[Objective]
Reproduce everything from "# pc will not" down to "over so quickly." in the forum thread below about the PC that keeps resetting on boot.

* start Passage given *

# pc will not boot up, keeps resetting.



## kevaburrow (May 4, 2007)

Hi, my first post on this site so thanks in advance for any help. I have a problem with my pc resetting itself on boot up. I cannot think of a reason for this to start happening. It first happened 3 months ago and i ended up buying a new hard drive out of desperation to try something and it worked, well for 3 months and now exactly the same is happening. I just about get to see my graphics card details on the black screen and before it gets to cpu/memory etc, it resets itself i cannot enter safe mode or bios menu as it is over so quickly.
specs as follows:
Evesham pc about 4 years old.
Motherboard : asustek a7a266
Graphics : nvidia geforce 2 mx400
Memory : 512 Mb Ram
Processor : amd athlon 1.4 ghz
Hard Drive : maxtor 80 gig ide
O/S : windows xp

Any help is greatl appreciated. Kev.


----------



## Duckster (Mar 30, 2007)

PSU might be crapping out, how old is your PSU and how much wattage?


----------



## kevaburrow (May 4, 2007)

Hi, my psu has no information relating to wattage that i can see on it. I have a printed pc performance analysis from pcmark. I thought this would contain all the info anyone would need i have checked through twice, nothing relating to psu wattage, sorry. I can tell you it is about 5 years old. Do you think it is worth replacing, how hard is the procedure or have you any other thoughts.. Thanks again.

* end Passage given *
* start Information supplied *

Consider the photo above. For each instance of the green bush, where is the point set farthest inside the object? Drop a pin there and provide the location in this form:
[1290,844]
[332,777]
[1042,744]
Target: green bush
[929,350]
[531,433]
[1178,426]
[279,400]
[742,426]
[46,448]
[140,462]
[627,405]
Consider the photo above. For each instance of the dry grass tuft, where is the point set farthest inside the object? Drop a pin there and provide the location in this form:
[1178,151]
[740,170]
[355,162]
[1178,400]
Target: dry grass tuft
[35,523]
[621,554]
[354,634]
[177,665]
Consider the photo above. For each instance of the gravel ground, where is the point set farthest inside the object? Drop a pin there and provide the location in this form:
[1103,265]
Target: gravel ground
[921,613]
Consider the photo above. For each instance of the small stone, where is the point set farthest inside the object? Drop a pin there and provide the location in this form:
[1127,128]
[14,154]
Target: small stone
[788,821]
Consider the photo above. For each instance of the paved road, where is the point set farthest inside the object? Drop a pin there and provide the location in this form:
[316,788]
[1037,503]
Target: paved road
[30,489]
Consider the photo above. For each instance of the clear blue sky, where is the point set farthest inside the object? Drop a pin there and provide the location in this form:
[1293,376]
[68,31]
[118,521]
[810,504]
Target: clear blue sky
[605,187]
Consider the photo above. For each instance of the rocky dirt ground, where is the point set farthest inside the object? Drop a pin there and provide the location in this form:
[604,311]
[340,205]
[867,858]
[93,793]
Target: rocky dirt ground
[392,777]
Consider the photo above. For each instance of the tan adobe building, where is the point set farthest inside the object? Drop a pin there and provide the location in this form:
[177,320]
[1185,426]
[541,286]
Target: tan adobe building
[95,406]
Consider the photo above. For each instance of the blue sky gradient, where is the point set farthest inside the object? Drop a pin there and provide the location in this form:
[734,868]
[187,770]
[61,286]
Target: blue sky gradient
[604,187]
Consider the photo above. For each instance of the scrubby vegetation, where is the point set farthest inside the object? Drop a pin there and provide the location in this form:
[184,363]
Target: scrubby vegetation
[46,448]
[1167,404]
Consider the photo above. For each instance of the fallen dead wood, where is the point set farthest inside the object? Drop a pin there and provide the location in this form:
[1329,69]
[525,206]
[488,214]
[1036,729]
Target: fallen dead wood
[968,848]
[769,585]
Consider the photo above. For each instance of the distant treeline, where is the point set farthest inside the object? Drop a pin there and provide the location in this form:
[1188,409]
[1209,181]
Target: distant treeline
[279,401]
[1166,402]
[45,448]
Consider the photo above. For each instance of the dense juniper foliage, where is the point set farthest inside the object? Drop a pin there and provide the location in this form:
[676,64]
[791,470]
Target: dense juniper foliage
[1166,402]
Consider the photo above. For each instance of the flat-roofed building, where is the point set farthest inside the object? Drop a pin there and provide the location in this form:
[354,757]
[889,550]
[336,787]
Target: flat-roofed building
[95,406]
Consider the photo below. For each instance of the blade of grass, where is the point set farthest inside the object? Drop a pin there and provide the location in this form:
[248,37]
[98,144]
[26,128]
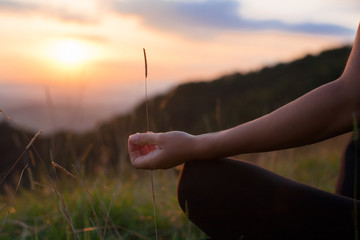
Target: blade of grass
[13,197]
[148,129]
[355,139]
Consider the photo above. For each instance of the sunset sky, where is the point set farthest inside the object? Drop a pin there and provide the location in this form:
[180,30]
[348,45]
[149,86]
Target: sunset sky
[78,62]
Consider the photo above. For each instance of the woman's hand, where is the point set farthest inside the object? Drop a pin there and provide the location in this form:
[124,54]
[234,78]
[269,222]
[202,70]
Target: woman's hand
[161,150]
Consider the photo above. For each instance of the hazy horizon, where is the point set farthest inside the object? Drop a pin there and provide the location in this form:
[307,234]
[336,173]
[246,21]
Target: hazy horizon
[69,65]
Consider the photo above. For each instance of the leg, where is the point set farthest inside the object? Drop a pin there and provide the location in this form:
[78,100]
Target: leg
[231,199]
[346,180]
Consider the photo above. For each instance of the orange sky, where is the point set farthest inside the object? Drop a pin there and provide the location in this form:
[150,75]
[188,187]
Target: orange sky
[91,51]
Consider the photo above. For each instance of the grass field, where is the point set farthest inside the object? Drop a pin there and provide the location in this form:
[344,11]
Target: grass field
[121,207]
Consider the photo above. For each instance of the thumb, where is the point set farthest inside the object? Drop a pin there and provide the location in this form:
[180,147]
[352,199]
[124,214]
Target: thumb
[143,138]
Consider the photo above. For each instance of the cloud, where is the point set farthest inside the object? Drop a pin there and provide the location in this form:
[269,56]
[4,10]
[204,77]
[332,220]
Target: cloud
[16,6]
[63,12]
[213,15]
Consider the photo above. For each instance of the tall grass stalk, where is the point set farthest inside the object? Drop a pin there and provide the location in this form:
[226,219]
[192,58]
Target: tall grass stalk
[13,197]
[20,157]
[148,130]
[355,139]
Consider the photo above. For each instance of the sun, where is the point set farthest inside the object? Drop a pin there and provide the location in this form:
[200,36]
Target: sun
[70,52]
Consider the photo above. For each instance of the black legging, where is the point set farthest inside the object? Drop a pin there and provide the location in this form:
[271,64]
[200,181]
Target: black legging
[232,199]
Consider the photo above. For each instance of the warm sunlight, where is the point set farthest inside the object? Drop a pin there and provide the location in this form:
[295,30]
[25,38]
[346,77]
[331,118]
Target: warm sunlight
[70,52]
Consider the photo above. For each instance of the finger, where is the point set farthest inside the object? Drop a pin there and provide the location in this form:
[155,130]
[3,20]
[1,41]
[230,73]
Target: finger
[146,161]
[144,138]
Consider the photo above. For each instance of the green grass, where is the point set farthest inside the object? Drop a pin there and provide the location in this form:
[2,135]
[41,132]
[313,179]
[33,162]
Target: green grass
[123,205]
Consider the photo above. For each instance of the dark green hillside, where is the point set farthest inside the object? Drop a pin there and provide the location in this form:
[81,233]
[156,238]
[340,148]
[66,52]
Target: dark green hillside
[195,107]
[227,101]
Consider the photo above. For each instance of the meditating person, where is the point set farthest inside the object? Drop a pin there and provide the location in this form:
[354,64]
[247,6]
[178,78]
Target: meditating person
[233,199]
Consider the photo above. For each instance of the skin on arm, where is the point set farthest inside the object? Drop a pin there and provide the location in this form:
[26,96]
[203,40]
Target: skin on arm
[320,114]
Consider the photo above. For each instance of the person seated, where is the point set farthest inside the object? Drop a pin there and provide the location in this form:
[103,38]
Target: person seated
[233,199]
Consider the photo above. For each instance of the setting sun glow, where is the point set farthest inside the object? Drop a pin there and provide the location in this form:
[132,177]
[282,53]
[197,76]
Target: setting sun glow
[70,53]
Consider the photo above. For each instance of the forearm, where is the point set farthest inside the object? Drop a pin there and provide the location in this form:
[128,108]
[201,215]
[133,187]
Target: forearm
[322,113]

* end Information supplied *

[Final result]
# pc will not boot up, keeps resetting.



## kevaburrow (May 4, 2007)

Hi, my first post on this site so thanks in advance for any help. I have a problem with my pc resetting itself on boot up. I cannot think of a reason for this to start happening. It first happened 3 months ago and i ended up buying a new hard drive out of desperation to try something and it worked, well for 3 months and now exactly the same is happening. I just about get to see my graphics card details on the black screen and before it gets to cpu/memory etc, it resets itself i cannot enter safe mode or bios menu as it is over so quickly.